<<<<
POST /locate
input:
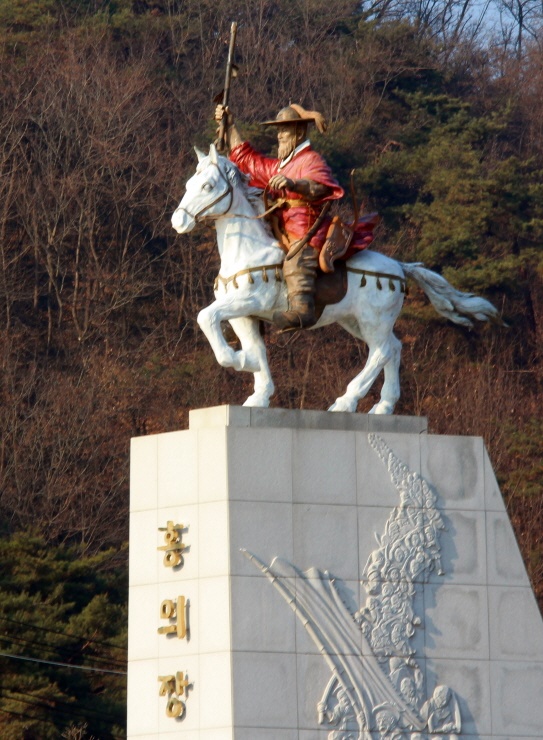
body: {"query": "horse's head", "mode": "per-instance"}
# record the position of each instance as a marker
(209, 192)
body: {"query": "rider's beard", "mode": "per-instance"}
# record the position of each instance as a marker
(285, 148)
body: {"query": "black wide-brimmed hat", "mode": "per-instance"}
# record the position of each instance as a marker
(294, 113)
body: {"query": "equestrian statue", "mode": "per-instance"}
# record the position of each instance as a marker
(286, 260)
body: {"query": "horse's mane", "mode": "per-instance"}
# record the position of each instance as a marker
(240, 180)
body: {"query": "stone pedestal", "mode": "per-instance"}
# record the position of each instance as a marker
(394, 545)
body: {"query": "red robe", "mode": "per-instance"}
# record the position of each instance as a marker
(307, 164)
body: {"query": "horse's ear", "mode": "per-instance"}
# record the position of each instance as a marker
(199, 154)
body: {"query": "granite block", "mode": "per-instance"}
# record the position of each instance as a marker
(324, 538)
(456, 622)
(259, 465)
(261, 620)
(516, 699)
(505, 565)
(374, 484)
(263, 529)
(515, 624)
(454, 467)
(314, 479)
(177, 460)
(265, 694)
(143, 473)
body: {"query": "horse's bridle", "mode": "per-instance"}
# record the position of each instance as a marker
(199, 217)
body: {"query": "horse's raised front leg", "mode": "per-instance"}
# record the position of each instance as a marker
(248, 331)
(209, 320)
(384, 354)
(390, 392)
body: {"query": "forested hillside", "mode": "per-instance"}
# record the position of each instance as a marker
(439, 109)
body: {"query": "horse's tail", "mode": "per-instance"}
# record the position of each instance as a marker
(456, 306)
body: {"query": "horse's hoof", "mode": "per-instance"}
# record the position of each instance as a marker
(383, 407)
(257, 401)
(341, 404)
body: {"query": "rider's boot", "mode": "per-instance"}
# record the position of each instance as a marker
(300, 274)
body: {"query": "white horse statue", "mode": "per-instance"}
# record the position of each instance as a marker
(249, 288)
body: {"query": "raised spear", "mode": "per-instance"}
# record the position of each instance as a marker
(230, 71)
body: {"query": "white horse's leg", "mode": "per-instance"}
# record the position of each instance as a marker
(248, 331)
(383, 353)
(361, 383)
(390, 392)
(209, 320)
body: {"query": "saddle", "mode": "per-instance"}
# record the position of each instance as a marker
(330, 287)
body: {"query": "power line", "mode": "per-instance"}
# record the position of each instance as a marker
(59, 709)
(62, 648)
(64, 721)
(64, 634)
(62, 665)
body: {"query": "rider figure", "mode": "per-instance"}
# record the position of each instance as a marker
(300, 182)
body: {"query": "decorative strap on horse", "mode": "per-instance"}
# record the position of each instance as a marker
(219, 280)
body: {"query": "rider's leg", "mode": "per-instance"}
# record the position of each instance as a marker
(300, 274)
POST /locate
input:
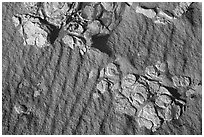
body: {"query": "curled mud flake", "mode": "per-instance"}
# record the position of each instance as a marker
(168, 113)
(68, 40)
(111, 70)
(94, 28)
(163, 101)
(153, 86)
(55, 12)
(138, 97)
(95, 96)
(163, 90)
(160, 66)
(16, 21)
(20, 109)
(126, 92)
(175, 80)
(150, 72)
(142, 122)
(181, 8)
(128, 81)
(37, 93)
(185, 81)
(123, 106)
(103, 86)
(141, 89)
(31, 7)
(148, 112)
>>>>
<<<<
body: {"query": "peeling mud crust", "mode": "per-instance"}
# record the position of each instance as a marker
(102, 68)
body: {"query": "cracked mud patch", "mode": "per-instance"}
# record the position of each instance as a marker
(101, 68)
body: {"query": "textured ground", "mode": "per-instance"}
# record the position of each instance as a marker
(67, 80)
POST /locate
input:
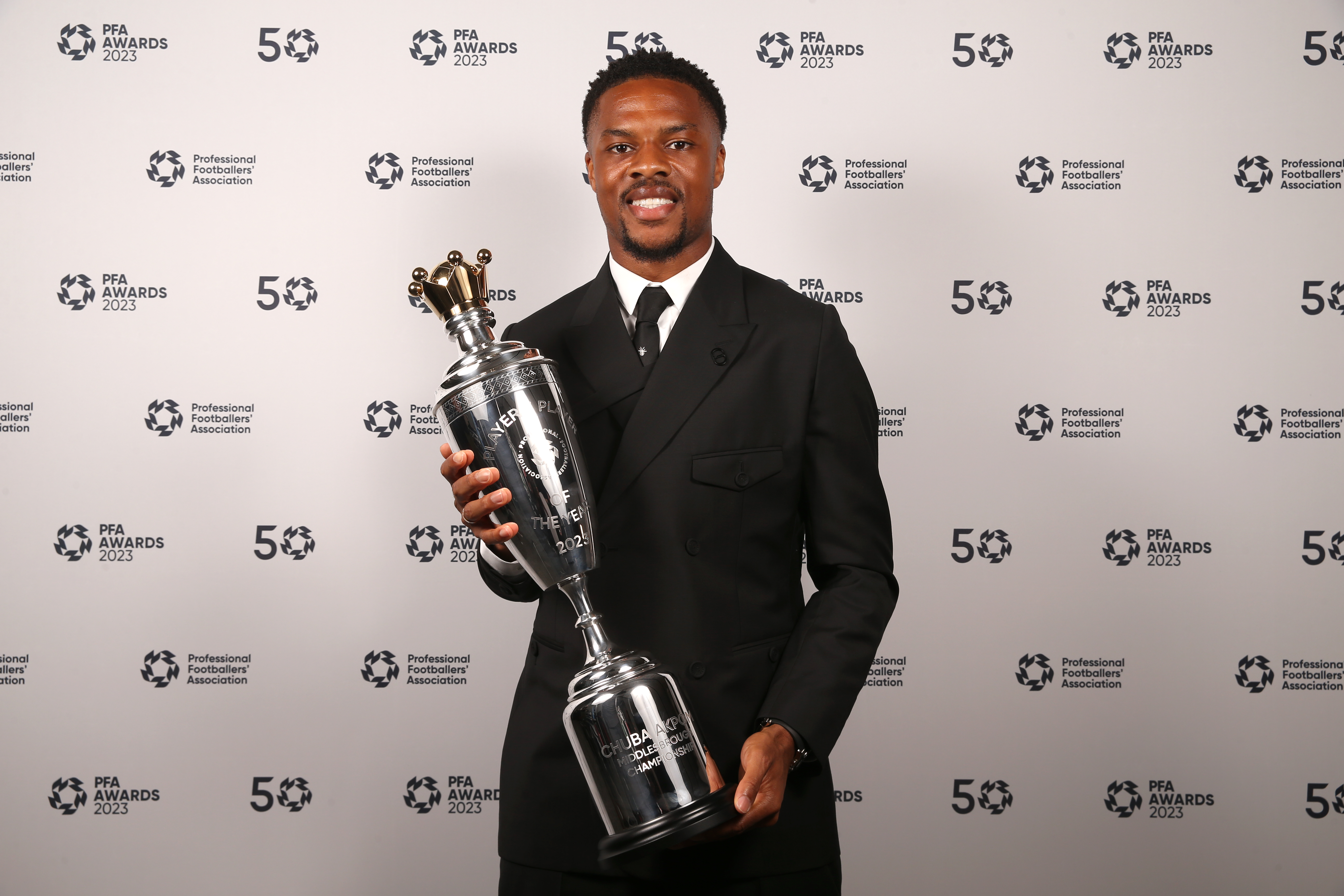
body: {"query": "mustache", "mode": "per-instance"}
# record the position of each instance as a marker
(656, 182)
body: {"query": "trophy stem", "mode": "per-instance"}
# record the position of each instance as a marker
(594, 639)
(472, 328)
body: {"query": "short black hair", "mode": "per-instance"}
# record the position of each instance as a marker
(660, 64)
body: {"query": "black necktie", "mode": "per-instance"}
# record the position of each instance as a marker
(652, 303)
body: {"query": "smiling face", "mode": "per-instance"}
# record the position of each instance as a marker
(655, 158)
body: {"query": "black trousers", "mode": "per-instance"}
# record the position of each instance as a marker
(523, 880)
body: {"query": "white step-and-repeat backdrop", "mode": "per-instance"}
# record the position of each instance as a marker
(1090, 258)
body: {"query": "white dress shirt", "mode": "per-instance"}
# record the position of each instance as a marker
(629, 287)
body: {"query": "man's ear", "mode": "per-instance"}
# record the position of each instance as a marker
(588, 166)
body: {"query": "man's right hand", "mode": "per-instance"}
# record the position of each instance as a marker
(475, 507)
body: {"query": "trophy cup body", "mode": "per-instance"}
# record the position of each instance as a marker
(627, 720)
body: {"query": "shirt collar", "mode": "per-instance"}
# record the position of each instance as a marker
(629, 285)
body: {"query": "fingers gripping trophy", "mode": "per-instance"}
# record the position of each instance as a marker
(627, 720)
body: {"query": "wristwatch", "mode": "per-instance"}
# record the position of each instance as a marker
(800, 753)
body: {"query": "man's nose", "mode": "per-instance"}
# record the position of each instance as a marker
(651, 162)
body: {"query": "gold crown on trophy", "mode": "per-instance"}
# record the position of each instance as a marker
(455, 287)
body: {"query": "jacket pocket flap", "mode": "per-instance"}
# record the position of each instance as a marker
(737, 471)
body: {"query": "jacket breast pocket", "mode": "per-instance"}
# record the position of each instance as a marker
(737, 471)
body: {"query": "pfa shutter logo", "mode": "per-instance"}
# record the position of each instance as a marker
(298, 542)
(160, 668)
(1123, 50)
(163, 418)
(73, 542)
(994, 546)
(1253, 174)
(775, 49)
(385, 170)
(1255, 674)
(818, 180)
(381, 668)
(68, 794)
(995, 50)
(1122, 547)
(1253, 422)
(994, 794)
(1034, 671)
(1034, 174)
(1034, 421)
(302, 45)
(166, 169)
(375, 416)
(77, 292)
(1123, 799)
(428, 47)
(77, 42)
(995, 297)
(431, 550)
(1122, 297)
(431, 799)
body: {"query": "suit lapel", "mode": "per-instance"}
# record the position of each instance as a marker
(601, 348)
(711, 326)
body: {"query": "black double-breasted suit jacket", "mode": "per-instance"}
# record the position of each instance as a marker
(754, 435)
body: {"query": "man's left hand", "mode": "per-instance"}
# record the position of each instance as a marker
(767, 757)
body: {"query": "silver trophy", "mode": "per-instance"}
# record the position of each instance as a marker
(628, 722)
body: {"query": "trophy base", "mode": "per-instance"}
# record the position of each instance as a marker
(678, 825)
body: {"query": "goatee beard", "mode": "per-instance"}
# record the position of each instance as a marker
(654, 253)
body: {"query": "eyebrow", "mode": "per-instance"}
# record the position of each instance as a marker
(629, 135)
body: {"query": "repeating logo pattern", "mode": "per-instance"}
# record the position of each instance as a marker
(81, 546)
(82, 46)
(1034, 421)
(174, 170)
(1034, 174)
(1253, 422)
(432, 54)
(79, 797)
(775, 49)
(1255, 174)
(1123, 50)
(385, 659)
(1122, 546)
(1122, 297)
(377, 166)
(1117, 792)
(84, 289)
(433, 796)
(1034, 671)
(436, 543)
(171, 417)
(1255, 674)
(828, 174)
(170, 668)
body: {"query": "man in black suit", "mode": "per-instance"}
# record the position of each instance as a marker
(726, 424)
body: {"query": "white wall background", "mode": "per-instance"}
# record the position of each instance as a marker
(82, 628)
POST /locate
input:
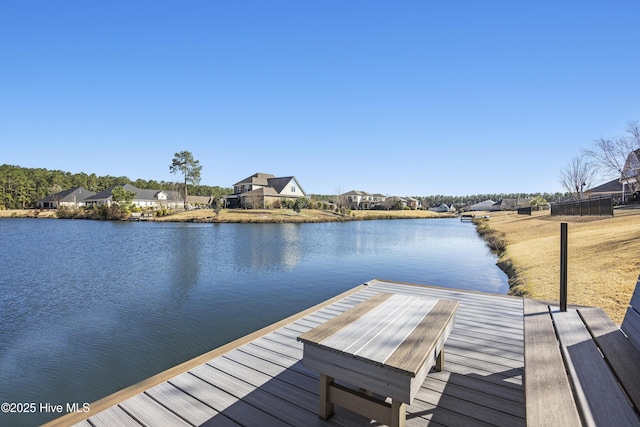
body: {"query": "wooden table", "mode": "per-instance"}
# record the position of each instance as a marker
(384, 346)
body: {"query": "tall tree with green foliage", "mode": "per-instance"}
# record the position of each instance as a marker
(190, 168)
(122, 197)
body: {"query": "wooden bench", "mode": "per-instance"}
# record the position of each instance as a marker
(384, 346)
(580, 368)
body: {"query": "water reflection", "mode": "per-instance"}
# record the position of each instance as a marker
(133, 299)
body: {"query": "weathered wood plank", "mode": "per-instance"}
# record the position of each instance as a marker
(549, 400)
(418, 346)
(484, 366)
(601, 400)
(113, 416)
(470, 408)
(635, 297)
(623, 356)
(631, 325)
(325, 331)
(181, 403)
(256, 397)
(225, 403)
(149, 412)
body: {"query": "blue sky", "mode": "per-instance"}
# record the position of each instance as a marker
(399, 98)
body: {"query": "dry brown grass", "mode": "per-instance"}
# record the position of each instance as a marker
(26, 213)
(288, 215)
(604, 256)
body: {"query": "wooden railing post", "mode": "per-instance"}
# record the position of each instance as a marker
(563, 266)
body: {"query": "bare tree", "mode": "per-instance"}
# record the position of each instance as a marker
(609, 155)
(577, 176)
>>>>
<<<<
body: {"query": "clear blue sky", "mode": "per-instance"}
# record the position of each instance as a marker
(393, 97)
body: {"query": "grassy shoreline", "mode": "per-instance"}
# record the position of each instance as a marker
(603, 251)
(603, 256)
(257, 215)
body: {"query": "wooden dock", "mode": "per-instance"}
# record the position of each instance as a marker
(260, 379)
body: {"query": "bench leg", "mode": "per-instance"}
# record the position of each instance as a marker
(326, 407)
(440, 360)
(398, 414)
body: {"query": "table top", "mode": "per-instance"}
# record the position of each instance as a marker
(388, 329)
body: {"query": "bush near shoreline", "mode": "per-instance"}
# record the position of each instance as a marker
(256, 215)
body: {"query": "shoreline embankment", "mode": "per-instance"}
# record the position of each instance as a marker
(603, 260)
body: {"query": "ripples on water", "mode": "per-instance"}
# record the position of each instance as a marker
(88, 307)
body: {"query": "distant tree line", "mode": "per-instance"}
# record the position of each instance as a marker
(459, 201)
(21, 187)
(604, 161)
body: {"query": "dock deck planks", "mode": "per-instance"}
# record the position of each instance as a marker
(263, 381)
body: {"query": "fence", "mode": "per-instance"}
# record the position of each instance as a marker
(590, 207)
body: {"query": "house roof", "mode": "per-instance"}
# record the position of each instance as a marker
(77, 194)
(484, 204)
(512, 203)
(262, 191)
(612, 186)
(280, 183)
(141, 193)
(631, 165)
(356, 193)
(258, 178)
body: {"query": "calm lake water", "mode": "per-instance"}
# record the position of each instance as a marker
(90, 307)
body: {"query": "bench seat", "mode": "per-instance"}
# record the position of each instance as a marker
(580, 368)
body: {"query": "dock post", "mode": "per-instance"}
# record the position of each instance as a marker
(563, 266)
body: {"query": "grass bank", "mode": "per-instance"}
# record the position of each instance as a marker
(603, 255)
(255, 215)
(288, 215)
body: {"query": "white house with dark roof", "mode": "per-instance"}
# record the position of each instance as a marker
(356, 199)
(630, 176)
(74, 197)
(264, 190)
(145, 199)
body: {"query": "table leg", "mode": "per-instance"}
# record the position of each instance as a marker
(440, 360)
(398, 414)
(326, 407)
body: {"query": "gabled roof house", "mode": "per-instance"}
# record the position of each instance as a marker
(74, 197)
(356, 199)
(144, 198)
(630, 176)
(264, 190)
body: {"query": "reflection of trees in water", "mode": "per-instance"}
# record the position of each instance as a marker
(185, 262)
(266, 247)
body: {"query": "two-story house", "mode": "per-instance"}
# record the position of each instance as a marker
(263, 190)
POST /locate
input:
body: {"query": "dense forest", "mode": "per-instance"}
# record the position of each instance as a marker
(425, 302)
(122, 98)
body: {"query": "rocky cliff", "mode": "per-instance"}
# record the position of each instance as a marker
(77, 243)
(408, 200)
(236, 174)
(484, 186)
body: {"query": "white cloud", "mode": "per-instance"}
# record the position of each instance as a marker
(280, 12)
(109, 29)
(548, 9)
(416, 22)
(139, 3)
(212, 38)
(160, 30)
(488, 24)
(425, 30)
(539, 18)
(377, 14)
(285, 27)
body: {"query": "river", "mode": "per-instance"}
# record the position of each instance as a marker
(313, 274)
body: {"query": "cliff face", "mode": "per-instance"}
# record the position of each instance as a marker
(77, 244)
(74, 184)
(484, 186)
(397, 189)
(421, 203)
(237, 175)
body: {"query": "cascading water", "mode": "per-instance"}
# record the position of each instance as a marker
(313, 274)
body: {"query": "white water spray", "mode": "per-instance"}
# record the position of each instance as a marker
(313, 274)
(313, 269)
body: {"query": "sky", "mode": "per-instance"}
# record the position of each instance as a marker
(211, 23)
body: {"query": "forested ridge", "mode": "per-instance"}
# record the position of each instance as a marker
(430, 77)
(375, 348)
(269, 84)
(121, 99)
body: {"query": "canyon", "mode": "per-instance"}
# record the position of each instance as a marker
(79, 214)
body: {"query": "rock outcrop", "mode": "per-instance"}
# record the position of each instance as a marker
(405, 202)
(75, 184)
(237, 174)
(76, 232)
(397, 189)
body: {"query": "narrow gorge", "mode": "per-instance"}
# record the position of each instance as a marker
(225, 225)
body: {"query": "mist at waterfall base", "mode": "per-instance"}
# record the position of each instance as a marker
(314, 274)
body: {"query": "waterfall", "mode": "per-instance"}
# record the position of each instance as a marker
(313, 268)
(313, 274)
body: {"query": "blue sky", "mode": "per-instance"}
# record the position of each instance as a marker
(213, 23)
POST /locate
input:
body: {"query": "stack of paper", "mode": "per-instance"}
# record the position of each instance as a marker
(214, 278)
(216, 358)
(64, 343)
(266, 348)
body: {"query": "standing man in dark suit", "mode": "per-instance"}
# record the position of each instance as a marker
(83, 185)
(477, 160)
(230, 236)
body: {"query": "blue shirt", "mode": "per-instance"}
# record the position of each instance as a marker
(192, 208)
>>>>
**ASSIGNMENT:** Isolate the lines above that contain the word "wooden" and copy them.

**PROBLEM SOLUTION:**
body: {"query": "wooden table", "mode": "per-instance"}
body: {"query": "wooden bench", "mode": "per-instance"}
body: {"query": "wooden railing post", "mode": "per-instance"}
body: {"query": "wooden dock", "mode": "per-instance"}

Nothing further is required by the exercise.